- [Data to examine]:

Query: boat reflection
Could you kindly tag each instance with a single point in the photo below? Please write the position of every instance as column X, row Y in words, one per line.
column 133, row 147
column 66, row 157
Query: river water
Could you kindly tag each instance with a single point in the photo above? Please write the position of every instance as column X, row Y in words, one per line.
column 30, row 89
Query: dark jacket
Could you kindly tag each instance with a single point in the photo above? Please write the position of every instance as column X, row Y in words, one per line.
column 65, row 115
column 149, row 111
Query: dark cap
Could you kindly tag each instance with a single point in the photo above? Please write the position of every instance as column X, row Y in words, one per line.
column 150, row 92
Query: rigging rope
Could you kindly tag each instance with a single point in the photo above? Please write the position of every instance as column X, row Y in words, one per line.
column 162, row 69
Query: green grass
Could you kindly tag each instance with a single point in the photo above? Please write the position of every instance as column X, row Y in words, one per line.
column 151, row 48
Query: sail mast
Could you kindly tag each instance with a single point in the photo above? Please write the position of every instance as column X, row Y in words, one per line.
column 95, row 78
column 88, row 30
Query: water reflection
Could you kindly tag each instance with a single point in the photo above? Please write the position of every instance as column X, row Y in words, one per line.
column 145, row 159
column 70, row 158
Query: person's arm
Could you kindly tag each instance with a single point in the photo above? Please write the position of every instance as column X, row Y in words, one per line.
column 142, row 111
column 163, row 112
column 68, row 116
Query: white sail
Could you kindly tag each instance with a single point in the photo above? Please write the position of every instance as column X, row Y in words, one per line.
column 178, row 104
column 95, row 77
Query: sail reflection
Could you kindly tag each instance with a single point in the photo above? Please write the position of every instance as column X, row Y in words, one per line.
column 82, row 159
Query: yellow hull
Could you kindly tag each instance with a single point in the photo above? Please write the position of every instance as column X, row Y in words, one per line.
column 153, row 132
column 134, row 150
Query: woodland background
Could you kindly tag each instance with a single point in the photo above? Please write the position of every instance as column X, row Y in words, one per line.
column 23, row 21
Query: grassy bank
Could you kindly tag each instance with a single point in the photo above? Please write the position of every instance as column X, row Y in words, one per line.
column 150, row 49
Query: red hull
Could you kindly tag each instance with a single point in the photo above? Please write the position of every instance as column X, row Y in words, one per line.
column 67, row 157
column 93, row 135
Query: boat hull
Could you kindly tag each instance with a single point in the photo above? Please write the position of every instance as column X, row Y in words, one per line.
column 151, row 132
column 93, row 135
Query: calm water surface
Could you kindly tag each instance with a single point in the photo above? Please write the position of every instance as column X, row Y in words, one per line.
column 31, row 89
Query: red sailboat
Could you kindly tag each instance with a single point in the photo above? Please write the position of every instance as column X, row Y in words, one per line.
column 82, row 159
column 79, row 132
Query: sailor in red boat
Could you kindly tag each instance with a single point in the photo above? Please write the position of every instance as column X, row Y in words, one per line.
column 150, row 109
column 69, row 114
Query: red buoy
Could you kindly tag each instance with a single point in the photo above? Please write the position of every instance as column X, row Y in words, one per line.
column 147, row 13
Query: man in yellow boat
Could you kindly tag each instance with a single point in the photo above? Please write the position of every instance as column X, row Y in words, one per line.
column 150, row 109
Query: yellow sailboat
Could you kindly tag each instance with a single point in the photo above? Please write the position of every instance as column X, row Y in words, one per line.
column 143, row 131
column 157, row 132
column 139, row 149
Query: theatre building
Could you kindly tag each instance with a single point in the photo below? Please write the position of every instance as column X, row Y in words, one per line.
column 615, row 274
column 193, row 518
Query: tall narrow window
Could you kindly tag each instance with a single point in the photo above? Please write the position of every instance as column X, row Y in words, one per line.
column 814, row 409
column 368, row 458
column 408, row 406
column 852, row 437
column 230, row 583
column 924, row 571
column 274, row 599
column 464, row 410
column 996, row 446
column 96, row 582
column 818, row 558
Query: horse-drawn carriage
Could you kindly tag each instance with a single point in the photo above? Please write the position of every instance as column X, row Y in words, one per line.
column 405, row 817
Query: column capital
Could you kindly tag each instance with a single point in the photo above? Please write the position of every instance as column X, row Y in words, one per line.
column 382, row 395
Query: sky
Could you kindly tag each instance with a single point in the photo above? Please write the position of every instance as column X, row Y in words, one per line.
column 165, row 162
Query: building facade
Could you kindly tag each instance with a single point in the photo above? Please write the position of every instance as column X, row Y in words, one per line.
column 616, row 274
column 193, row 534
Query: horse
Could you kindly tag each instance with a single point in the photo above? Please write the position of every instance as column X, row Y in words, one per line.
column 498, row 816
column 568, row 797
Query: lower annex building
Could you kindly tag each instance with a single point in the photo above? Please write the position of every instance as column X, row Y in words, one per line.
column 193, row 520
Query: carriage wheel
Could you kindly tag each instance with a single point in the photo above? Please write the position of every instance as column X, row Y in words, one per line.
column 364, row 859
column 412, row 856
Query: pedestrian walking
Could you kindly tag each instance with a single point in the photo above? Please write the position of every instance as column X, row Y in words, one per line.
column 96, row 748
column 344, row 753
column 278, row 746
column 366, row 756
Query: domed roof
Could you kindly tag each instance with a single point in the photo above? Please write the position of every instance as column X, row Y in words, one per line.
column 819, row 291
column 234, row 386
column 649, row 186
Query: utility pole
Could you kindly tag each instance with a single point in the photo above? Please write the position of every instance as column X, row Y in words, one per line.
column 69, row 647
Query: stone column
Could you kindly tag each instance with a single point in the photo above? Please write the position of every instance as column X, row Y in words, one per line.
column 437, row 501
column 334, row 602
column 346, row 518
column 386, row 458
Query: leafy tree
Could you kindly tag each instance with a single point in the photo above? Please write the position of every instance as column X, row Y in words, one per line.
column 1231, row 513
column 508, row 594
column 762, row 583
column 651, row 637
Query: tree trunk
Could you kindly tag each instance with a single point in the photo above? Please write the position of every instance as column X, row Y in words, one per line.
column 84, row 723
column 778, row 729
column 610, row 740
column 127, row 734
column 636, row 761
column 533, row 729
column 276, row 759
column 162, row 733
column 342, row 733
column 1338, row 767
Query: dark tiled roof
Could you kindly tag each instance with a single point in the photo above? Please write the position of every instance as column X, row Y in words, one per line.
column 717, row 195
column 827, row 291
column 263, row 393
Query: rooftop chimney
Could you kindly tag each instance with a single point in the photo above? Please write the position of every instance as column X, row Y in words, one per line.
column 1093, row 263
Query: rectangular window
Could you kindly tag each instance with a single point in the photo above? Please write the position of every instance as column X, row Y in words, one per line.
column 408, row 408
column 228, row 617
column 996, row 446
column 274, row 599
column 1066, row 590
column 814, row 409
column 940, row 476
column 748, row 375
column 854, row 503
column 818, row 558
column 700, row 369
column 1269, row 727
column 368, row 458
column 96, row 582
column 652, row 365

- [About this exercise]:
Your response should be the lines of the entries above that include the string "horse".

- [Response]:
Query: horse-drawn carriage
Query: horse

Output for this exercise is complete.